__Página__.
━━━━━━

1. El desayuno es copioso, rico, y compensa de alguna manera la elemental habitación del Torreblanca. Acopio de fuerzas necesario porque la subida al Pico de Urbión con la intención de pisar el nacimiento del Duero se las trae. Se debe seguir el mismo camino utilizado para subir al mirador de Castroviejo, esa pista asfaltada entre pinos, solo que, al llegar a la desviación, en lugar de dirigirse al roquedal se tira a la derecha, ya sin asfalto, con piedras sueltas y baches, lo que supone un considerable sufrimiento para los bajos del Insignia. Conduciendo con todo el cuidado posible y sobre todo muy lentamente se llega hasta el abrigo Fuente del Berro, y luego el refugio llamado Bunker o Peñas Blancas. Los pinos albares se juntas, se elevan, se retuercen. Unos van hacia las nubes, como si compitieran unos con otros en llegar más alto, otros se enroscan formando figuras imposibles, sus raíces aguantan agarradas a las rocas, como con una existencia inverosímil. Sin apenas tierra, al aire, sin sujeción, aguantando las inclemencias de los vientos y de las lluvias, así sobreviven los árboles de esa sierra. Es fácil seguir el sendero ascendente buscando las pinturas rojas y blancas que ayudan a no perdernos, pero sobre todo a no despeñarnos.
El bastón ayuda a subir y
cada tramo, cada trecho ganado a la subida, por entre las ramas del bosque tan
denso se ve el mar de pinos abajo y a lo lejos. Termina el bosque y el sendero,
con las señales rojas, se mete entre helechos y retamas y piedras rodadas.
Atrás el bosque tupido, de pinos de muchas decenas de años, delante un sendero
de fácil pérdida que desciende hacia una profunda vaguada, enfrente una montaña
coronada por grandes rocas como si formaran una muralla rocosa. Por esa cañada
cruza un riachuelo que a veces desaparece y en ocasiones se despeña formando
una cascada de juguete, un hilo entre la hierba, a veces un chorro asomando
entre piedras rodadas. Pero nunca torrente verdadero. Es el Duero recién
nacido, serpenteando entre riscos para buscar al fondo de la ladera de pinos,
para descubrir el primer pueblo, Duruelo. Las señales pintadas en los árboles
han desaparecido, pero a cambio hay montoncitos de piedras que indican por
donde hacer la difícil subida, sendero de cabras, ascendiendo por piedras
desprendidas, por pequeñas praderas. A un lado y a otro del costoso camino hay montañas
coronadas por gigantes de granito como vigilantes. Al frente, al fondo, se sabe
que aparecerá el pico de Urbión. Las nubes se juntan arriba, corren veloces y
amenazan con juntarse y provocar una descarga. A ratos el sol brilla, pero por
segundos desaparece por el nublado.
A medida que se va
ascendiendo por un camino cada vez más estrecho, endeble, y empinado aumentan
las praderas, las piedras rodadas, el hilo del Duero se hace más estrecho, o
desaparece, para encontrarlo un poco más arriba como en un brote.

━━━━━━

__Tarea A__.
Indique si cada afirmación concuerda con la página y cite literalmente las palabras que lo deciden: (i) para llegar al Pico de Urbión, a partir de la desviación se toma a la derecha por un tramo sin asfalto; (ii) cerca de su nacimiento, el Duero corre como un torrente verdadero; (iii) las señales pintadas en los árboles marcan el camino hasta el final de la subida.
__Tarea B__.
Según la página, ¿por qué resulta necesario el desayuno copioso antes de salir?

__Material aportado__.
━━━━━━

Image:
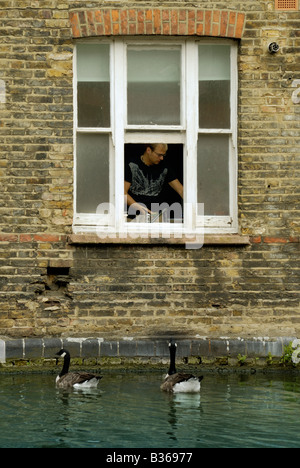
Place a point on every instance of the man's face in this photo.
(157, 155)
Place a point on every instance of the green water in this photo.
(130, 411)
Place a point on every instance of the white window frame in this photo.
(187, 134)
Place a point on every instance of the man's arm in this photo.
(177, 186)
(131, 202)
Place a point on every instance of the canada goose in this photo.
(179, 382)
(74, 379)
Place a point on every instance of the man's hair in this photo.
(154, 145)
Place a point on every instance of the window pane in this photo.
(213, 174)
(93, 85)
(214, 86)
(92, 172)
(154, 86)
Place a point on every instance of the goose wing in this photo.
(73, 378)
(174, 379)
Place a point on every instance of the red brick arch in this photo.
(157, 21)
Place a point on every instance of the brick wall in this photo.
(49, 286)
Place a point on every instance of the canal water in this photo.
(128, 410)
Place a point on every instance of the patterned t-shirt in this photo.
(147, 182)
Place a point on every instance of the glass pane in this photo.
(214, 86)
(153, 92)
(92, 172)
(213, 174)
(93, 88)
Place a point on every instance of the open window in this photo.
(132, 93)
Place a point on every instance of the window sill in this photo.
(209, 239)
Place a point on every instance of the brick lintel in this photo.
(157, 21)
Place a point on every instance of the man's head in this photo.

━━━━━━

__Solución A__.
(i) Sí: "al llegar a la desviación, en lugar de dirigirse al roquedal se tira a la derecha, ya sin asfalto".
(ii) No: "Pero nunca torrente verdadero."
(iii) No: "Las señales pintadas en los árboles han desaparecido, pero a cambio hay montoncitos de piedras".

__Solución B__.
El desayuno sirve como acopio de fuerzas. Es necesario porque la subida al Pico de Urbión para pisar el nacimiento del Duero "se las trae", es decir, es una ascensión dura.